None of the images should appear in your copy. Transcribe the data in full.

EXERCISE DATA -
=======

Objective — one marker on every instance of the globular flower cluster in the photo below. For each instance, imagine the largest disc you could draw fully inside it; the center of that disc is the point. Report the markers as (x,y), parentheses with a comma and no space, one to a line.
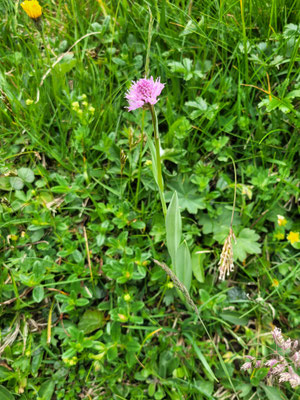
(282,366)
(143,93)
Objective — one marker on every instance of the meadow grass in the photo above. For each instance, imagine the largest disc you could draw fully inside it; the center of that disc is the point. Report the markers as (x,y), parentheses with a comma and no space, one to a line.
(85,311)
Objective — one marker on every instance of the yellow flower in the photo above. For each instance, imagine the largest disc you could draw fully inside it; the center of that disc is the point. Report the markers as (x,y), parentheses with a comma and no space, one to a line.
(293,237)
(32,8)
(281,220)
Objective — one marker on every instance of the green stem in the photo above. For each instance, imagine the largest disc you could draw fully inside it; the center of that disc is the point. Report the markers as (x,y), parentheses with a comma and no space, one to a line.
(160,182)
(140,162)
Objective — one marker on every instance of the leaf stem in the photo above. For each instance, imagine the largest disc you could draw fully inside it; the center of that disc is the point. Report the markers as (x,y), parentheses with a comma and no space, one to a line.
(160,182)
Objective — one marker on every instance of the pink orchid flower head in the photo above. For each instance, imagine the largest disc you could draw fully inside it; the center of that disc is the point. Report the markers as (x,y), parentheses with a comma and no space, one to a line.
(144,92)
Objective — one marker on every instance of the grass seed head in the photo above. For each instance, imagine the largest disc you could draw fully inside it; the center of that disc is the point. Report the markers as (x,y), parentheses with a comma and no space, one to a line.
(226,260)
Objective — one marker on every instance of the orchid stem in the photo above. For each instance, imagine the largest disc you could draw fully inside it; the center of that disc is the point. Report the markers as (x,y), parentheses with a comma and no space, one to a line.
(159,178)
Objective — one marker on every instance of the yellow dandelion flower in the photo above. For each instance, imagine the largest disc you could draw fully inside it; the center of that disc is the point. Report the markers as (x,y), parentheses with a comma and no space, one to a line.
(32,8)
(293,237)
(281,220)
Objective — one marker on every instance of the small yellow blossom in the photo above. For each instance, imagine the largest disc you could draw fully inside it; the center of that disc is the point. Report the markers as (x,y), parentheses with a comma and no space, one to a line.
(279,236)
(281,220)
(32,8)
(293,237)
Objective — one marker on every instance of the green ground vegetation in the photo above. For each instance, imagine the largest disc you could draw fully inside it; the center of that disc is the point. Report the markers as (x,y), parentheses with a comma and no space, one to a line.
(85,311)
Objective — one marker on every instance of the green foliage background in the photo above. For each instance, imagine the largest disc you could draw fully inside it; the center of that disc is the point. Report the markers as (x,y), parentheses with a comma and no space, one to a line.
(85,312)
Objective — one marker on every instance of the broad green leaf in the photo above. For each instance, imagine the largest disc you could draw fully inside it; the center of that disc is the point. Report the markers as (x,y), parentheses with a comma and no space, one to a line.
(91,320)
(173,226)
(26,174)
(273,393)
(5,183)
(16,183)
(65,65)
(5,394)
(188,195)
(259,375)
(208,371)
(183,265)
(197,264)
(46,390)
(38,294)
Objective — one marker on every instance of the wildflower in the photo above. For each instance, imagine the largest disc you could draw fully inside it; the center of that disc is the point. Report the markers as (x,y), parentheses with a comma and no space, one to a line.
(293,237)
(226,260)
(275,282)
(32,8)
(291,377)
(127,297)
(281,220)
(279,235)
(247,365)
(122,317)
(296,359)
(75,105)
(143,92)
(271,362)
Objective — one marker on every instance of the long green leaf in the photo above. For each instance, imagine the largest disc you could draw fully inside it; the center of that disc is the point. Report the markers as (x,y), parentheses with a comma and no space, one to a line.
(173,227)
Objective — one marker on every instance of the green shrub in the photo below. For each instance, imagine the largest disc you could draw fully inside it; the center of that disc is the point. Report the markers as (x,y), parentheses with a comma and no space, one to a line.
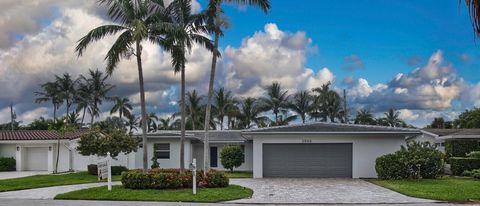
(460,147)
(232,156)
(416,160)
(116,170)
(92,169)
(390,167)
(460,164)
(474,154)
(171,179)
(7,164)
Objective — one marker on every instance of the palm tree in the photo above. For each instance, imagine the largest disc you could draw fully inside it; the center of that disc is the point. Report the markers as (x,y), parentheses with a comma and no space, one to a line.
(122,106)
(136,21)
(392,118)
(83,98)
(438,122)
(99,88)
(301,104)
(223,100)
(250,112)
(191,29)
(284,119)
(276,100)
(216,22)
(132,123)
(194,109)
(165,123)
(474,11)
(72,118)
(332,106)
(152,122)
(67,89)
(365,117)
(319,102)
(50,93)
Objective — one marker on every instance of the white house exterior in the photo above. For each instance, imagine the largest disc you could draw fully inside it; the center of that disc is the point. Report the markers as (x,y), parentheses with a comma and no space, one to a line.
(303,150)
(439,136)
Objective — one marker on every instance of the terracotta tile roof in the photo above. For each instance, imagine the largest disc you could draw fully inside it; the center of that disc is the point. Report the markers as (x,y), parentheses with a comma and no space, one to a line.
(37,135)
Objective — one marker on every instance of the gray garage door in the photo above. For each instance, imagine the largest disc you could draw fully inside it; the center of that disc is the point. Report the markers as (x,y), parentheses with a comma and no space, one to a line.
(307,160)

=======

WRITTEN ANSWER -
Objective — one marker on every instance of the globular flower cluster in the photo below. For each instance, imagine the largest disc you could draw fully inside it; the center of that disc is the point. Report the markers as (x,y), parentheses with a comma and no space, one to a line.
(282,366)
(143,93)
Objective — one marker on every instance of the meadow grass in the photo above. For each instance, imagine the largest disc you could draw fully inside it; the center of that disc is the point. Report the markers as (x,y), parentheses with a comma and no space, one to a line.
(85,311)
Objective — one marker on every instance of the yellow flower in the photo above. For each instance, imagine the largest disc you could draw fully inside it; the center of that disc is the point. Report the markers as (x,y), parentheses with a comma and no space, one to a line.
(293,237)
(32,8)
(281,220)
Objective — one marker on every instance of the green stem in the photo above. For each instance, imagine the largest disc you could draw fully inside it; the center of that disc is the point. Report the markers as (x,y), parentheses with a comma and no space, one to a line.
(160,182)
(140,162)
Objective — one marker on every instance of the leaf stem in the photo above. For each instance, imagine the largest disc you could draw fully inside it; the center of that disc is the point. Report the markers as (x,y), parentheses with a comma and no space, one to a line.
(160,182)
Objective — one marker on every instance of the pink orchid flower head in the photo above. For each instance, imagine the largest disc you could draw fully inside it; the center of that disc is the point. Report the markers as (x,y), parentheses with a comma and no space, one to a line.
(144,92)
Objective — one marker on every instance of the grass seed head in the photo above. For each instance, imagine the largest disc you could draw fully inside it; the center of that disc is the point. Report the markers as (x,y), parentheses with a comma and no space, one to a line.
(226,260)
Objective — one marker on every instance of the orchid stem in the photo above. For each instance, imagine the largest disc you could draw fully inside it; the center of that disc is the point. Report the markers as (x,y), parentheses with a comma and no space, one to a line.
(159,178)
Objective — one marker on every instance of the yellow dandelion flower in the photo above. For each instance, imagine the largest disc you could draw fully inside it; the center of that disc is the point. Report the markers as (x,y), parentheses with a comma and no space, one to a line.
(32,8)
(293,237)
(281,220)
Objective — one marker on every instance of the small yellow blossom in the photo above. For each instance, imagine the largest disc you could draw fully inside it; the center of that disc is the point. Report the markers as (x,y), parentheses with a comma and no space, one to a line.
(279,236)
(281,220)
(32,8)
(293,237)
Objective — one marker on every instance of the green ground vegetation in the photo above. For each instance, imagine the largest disc you could draw fully inside it; the center of that disc is the point. Report the markers as (x,y), parentheses with a comma and no space, one to a line.
(85,311)
Objective — one marker on every instance of the green foliage background in the photo above. For each instance, imagine the largest disc you could draw fully inside it; the center of that disc is the point. Report the markers as (x,y), parentheses with a comma and no space, one to a line.
(85,312)
Objective — one marker on every instance of the broad green leaf in the photo above. For each instance, imagine the largest disc you could draw fully inside it; the center of that disc is the point. Report the markers as (x,y), parentheses with a comma and no space, one to a line.
(91,320)
(173,226)
(26,174)
(273,393)
(5,183)
(16,183)
(65,65)
(5,394)
(188,195)
(259,375)
(208,371)
(183,265)
(197,264)
(46,390)
(38,294)
Objective — one marker on every instance of the wildflower in the photo above. For each instance, imagine the largest disc you could draw fully inside it; the center of that disc is the point. Report the markers as (x,y), parentheses with a comma and no space, one to a line.
(293,237)
(226,260)
(275,282)
(32,8)
(291,377)
(127,297)
(281,220)
(279,235)
(247,365)
(122,317)
(296,359)
(75,105)
(143,92)
(271,362)
Objective — one marker on every instance of the long green leaf in the photo above. For each instance, imagine the largest disc you could draw fully inside it; the center of that disc is the point. Report the markers as (x,y), parentheses with a comma and no space, one to a line.
(173,227)
Objective — one marker on every instance of the green shrub in the photo below. For each instance, imagine the largest disc you could draw fully inside it; the center of that disc is the point. Report the markers as (x,y), parentheses with a comma and no space, one to a line.
(460,147)
(232,156)
(416,160)
(116,170)
(92,169)
(390,167)
(460,164)
(474,154)
(171,179)
(7,164)
Objective — one marker on every instance of the palm tree in the photo above. For each instance, imagine the largest disc you could draw fully inside it; the center of that disc is the point. Report the markers as (x,y), parentheses with a comma and no space, one to a line.
(122,106)
(136,21)
(392,118)
(83,98)
(438,122)
(99,88)
(301,104)
(223,100)
(250,112)
(191,29)
(284,119)
(276,100)
(216,22)
(132,123)
(194,109)
(165,123)
(474,11)
(72,118)
(332,106)
(152,122)
(67,89)
(365,117)
(319,102)
(50,93)
Objective — one marker on every instance of the white house exterior in the photo above. For each instance, imagine the largest disc you could draw fully inside it; the center of that disc is the point. Report the markers as (x,y), parentheses with a comma and no space, one to a line.
(303,150)
(439,136)
Objective — one marker on every instance of the terracotta tile roof in the photo above. For each instance, imagine the largest disc you could draw fully inside it; the center of that disc is the point. Report the markers as (x,y), parentheses with a comma and no space, one to a line.
(37,135)
Objective — one marker on every instance of the gray garage door in the photo above. For each instance, imagine the largest disc you could draw fully inside it; the center of that disc is the point. Report the markers as (x,y), parentheses with a comma and no space, one to a line.
(307,160)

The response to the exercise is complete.